ACTION ITEM: For every line below, output the text exactly and leave out images.
Segment Start: DATA EXCERPTS
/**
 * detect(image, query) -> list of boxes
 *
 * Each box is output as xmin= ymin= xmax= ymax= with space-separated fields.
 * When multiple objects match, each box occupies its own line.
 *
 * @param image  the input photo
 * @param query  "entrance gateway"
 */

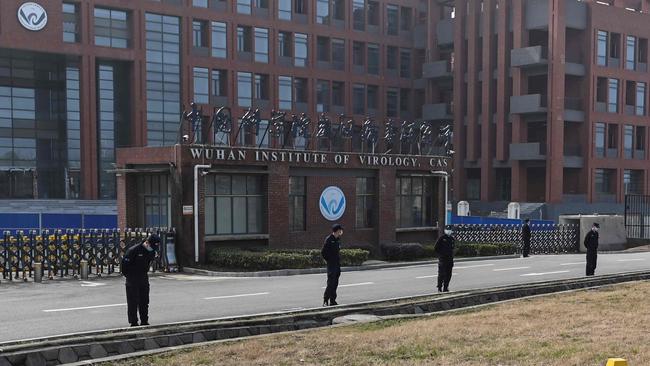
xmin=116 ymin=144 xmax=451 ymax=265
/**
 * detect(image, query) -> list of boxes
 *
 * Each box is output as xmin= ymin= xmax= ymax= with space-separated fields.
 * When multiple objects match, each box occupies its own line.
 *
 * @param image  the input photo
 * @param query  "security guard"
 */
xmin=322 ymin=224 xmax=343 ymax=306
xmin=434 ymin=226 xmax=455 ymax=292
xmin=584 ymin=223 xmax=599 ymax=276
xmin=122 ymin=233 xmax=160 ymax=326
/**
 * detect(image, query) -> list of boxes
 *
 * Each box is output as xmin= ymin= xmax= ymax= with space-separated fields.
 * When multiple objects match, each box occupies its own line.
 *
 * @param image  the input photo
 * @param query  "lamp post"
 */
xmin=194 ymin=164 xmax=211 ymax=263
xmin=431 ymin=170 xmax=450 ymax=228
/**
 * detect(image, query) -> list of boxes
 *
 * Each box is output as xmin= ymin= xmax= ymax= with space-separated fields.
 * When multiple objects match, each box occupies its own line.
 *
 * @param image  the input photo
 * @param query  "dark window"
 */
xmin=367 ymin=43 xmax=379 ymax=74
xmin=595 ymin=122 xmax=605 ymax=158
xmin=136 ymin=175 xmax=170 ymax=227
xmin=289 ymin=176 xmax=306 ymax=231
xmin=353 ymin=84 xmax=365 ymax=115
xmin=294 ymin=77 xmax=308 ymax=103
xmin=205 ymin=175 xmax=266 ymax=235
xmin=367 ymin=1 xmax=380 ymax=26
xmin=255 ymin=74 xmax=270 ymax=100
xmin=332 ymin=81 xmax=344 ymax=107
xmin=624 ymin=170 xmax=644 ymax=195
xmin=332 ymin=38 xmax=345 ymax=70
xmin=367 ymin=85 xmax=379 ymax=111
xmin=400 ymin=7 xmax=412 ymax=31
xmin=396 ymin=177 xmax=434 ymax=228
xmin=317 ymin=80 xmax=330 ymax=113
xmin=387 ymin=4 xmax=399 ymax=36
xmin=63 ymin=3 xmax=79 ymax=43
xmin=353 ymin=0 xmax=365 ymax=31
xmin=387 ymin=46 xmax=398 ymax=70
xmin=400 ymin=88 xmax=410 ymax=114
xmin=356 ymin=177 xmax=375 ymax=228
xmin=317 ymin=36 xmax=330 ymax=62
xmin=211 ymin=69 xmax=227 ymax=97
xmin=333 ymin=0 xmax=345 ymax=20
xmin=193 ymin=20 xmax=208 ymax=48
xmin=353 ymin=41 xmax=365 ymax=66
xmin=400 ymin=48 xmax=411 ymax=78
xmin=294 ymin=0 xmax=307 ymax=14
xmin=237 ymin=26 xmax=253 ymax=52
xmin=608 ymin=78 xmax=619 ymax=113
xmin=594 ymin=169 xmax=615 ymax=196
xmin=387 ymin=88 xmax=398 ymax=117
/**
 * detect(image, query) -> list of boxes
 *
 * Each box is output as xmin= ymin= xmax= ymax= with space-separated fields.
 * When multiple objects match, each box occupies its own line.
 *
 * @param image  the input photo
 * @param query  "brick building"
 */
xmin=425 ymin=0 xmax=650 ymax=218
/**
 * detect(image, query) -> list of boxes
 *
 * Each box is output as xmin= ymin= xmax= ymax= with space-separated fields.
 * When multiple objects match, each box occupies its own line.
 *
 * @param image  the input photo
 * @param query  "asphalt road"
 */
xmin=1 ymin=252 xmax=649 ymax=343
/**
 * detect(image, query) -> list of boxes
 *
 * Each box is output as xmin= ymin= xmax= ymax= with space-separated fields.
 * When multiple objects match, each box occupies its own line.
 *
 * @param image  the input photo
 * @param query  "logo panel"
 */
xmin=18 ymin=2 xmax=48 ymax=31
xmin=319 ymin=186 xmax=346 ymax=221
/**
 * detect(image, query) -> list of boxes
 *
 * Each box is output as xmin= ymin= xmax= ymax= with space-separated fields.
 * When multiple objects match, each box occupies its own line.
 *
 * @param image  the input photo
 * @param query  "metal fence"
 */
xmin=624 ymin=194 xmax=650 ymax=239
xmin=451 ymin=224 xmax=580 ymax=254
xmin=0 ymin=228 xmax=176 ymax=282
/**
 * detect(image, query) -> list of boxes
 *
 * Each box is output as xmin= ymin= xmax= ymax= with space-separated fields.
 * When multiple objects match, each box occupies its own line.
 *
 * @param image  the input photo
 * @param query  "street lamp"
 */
Segment End: DATA EXCERPTS
ANSWER BOX:
/**
 * detect(image, query) -> list of boxes
 *
 * Each box is output as xmin= ymin= xmax= ymax= with space-separated fields.
 * When multiple objects match, each box occupies its own line.
 *
 * @param image  the input photo
 * @param query  "entrance gateway"
 */

xmin=116 ymin=144 xmax=451 ymax=265
/**
 * detect(image, query) -> list of boxes
 *
 * Each box is output as xmin= ymin= xmax= ymax= with space-separated fields.
 * When multiple objects match, each box occupies its own line.
 *
 * @param image  the input photo
 * @param query  "security guard"
 */
xmin=322 ymin=224 xmax=343 ymax=306
xmin=434 ymin=226 xmax=455 ymax=292
xmin=584 ymin=223 xmax=599 ymax=276
xmin=122 ymin=233 xmax=160 ymax=326
/**
 * detect(image, query) -> list of boxes
 *
 * Each box is output as xmin= ymin= xmax= ymax= with space-separated fields.
 * When multiple objects match, each box occupies its own line.
 *
 * @param image  the input photo
 * @param query  "lamp post"
 */
xmin=194 ymin=164 xmax=211 ymax=263
xmin=431 ymin=170 xmax=450 ymax=228
/**
 * detect(image, query) -> list of boxes
 *
 * Each box is output as xmin= ymin= xmax= ymax= with space-separated fields.
 * When multiple objects match, each box occupies its own line.
 *
 * @param image  the input photo
 * @param query  "dark window"
 */
xmin=367 ymin=43 xmax=379 ymax=74
xmin=595 ymin=122 xmax=605 ymax=158
xmin=136 ymin=175 xmax=170 ymax=227
xmin=289 ymin=176 xmax=306 ymax=231
xmin=353 ymin=84 xmax=365 ymax=115
xmin=294 ymin=77 xmax=308 ymax=103
xmin=205 ymin=175 xmax=266 ymax=235
xmin=367 ymin=1 xmax=380 ymax=26
xmin=255 ymin=74 xmax=270 ymax=100
xmin=332 ymin=81 xmax=344 ymax=107
xmin=624 ymin=170 xmax=644 ymax=195
xmin=332 ymin=38 xmax=345 ymax=70
xmin=367 ymin=85 xmax=379 ymax=111
xmin=400 ymin=7 xmax=412 ymax=31
xmin=396 ymin=177 xmax=434 ymax=228
xmin=317 ymin=80 xmax=330 ymax=113
xmin=387 ymin=4 xmax=399 ymax=36
xmin=63 ymin=3 xmax=79 ymax=43
xmin=353 ymin=0 xmax=365 ymax=31
xmin=387 ymin=46 xmax=398 ymax=70
xmin=400 ymin=88 xmax=410 ymax=114
xmin=356 ymin=177 xmax=375 ymax=228
xmin=317 ymin=36 xmax=330 ymax=62
xmin=211 ymin=69 xmax=227 ymax=97
xmin=333 ymin=0 xmax=345 ymax=20
xmin=193 ymin=20 xmax=208 ymax=48
xmin=353 ymin=41 xmax=365 ymax=66
xmin=400 ymin=48 xmax=411 ymax=78
xmin=294 ymin=0 xmax=307 ymax=14
xmin=237 ymin=26 xmax=253 ymax=52
xmin=608 ymin=78 xmax=619 ymax=113
xmin=594 ymin=169 xmax=615 ymax=196
xmin=387 ymin=88 xmax=398 ymax=117
/**
 * detect(image, query) -> list of boxes
 *
 * Each box is output as xmin= ymin= xmax= ymax= with space-separated fields.
 * When multiple objects match, each box occupies its own line.
 *
 * @param image  the input photo
 * @param query  "brick building"
 */
xmin=425 ymin=0 xmax=650 ymax=218
/**
 * detect(image, query) -> list of boxes
 *
 * Each box is output as xmin= ymin= xmax= ymax= with space-separated fields.
 * When multiple objects match, each box occupies its own line.
 *
 * @param image  the input photo
 * @param query  "asphalt road"
 */
xmin=1 ymin=252 xmax=649 ymax=343
/**
 * detect(image, query) -> list of boxes
 *
 * Each box is output as xmin= ymin= xmax= ymax= with space-separated fields.
 * When multiple objects match, each box occupies its own line.
 *
 * @param image  the input photo
 * @param query  "logo panel"
 */
xmin=18 ymin=2 xmax=48 ymax=31
xmin=319 ymin=186 xmax=346 ymax=221
/**
 * detect(image, query) -> list of boxes
 *
 * Each box is output as xmin= ymin= xmax= ymax= with space-separated fields.
 * When multiple objects match, each box occupies its own line.
 *
 * @param image  the input photo
 * @param query  "metal fence"
 */
xmin=624 ymin=194 xmax=650 ymax=239
xmin=451 ymin=224 xmax=580 ymax=254
xmin=0 ymin=228 xmax=176 ymax=282
/**
 * detect(image, query) -> list of boxes
 *
 * Each box is output as xmin= ymin= xmax= ymax= with space-separated fields.
 * When multiple objects match, each box occupies its own line.
 *
 * @param image  the input photo
 * @param query  "street lamp"
 */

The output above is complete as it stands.